- **PASSAGE TO READ**
- - - -
The Meaning of a New Word
I was scanning through the New York Times this morning in search of something to write about when I came across the word schadenfreude. As usual when I come across a word I don’t know – and this has been a habit even before I hit my teens – I stopped reading and looked the word up.
Schadenfreude means taking pleasure from someone else’s misfortune. Now who in the hell would want to do that, I instantly thought. But then I remembered how much pleasure it gave me over the years when I heard my narcistic ex-husband was having a bad time. So much for my momentary feeling of superiority.
And I knew if I thought about it longer, I would come up with other instances in which I took pleasure from someone else’s pain. We humans are not a nice lot. I’ve long known this, but it was confirmed in my head even stronger after reading Sapiens: A Brief History of Humankind by Yuval Noah Harari. It’s a book I highly recommend, by the way.
The book concluded that we humans were the cause of most extinctions and that groups of more than 100 humans quickly found something to go to war over – beginning with religion and politics. The big item in today’s news that has everybody disagreeing is Covid. Masks, no masks. Vax or no vax. Isolation or herd immunity.
I wonder how humankind is still managing to survive?
Pat Bean is a retired award-winning journalist who lives in Tucson with her canine companion, Scamp. She is a wondering-wanderer, avid reader, enthusiastic birder, Lonely Planet Community Pathfinder, Story Circle Network board member, author of Travels with Maggie available on Amazon (Free on Kindle Unlimited), and is always searching for life’s silver lining.
- - - -
Dataset entries:

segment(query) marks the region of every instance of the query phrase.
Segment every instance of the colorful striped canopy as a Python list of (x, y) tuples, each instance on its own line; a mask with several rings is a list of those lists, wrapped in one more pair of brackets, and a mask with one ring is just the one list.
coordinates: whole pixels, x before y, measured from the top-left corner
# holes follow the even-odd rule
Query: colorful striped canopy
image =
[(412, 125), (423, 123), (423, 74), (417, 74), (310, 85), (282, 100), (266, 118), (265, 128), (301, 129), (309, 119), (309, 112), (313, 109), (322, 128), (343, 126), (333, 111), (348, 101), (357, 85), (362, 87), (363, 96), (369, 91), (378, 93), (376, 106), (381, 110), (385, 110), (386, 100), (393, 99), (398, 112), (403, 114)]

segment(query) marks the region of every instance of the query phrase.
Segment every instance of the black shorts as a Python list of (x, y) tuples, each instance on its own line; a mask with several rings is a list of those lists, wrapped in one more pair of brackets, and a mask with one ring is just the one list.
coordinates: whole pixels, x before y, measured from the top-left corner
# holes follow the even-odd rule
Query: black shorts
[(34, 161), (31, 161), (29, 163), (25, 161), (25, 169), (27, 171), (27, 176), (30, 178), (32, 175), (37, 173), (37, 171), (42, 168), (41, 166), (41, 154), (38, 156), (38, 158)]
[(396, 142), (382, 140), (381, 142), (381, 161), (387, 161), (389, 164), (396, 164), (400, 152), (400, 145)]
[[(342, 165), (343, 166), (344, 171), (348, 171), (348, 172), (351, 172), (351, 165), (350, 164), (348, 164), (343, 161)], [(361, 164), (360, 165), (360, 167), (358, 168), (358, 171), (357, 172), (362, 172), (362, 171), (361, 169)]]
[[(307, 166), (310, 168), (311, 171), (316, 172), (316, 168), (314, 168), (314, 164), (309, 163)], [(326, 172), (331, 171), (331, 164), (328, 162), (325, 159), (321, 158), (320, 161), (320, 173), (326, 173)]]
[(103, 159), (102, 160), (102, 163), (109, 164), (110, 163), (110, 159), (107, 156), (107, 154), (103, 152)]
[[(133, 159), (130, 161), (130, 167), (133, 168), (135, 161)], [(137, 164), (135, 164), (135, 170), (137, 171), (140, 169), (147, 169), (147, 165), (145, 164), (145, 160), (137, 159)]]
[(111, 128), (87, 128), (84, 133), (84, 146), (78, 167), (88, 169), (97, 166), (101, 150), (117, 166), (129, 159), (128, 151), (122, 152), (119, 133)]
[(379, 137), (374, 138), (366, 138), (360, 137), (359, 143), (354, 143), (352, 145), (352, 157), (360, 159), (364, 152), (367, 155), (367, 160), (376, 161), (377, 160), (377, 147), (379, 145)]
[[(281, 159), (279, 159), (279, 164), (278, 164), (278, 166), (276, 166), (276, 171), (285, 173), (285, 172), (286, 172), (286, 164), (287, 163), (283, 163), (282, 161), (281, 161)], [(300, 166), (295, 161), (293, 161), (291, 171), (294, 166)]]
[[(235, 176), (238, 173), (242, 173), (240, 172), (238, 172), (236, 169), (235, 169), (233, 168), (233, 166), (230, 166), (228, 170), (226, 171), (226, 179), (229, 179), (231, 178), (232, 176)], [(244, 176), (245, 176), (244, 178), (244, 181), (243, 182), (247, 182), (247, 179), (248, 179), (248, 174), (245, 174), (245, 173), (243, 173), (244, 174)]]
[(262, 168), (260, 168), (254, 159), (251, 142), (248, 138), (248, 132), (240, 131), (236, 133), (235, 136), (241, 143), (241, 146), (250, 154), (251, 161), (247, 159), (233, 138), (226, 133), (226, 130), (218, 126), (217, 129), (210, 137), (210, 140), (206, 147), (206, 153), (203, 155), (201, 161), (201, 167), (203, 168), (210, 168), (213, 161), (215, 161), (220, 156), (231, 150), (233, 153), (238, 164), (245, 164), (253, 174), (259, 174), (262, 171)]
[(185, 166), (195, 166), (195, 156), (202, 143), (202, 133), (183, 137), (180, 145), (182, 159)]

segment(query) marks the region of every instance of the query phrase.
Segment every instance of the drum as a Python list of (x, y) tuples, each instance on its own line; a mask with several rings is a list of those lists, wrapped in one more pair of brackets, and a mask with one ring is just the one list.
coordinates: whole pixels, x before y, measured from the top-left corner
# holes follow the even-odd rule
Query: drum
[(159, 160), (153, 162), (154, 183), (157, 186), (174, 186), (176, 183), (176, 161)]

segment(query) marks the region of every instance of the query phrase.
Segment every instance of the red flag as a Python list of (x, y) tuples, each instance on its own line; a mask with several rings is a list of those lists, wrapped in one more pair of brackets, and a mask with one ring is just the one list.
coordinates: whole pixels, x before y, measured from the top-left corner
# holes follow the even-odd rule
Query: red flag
- - - -
- **USING THE INFORMATION**
(1) In the post about schadenfreude, what does the word schadenfreude mean?
(2) Please carry the post about schadenfreude forward, beginning right after its final sentence.
These rows come from a separate source and have nothing to do with the post about schadenfreude.

- **YOUR WRITTEN ANSWERS**
(1) Taking pleasure from someone else's misfortune.

(2)
What conclusion am I to draw about us Germans from the fact that there’s no real equivalent for this word in English? 😉
schadenfreude (also: glee, gloating, gloat, malicious glee, gloating joy, epicaricacy, malicious-joy, malicious pleasure)
Thanks, Sandra, for this information. I think “malicious glee” is a very good translation.
Pit: This to my personal email from a friend: “I know the meaning of schadenfreude only because my sister-in-law is German and she once explained it to me. It is the unspoken pleasure in seeing someone else’s troubles. I love the way Germans put together nouns to make words, sometimes very long ones.”
This ability, that German can simply put togther nouns, is something Mark Twain commented on in his essay “The Awful German Language”. If I remember correctly, he describes that as words “marching along.”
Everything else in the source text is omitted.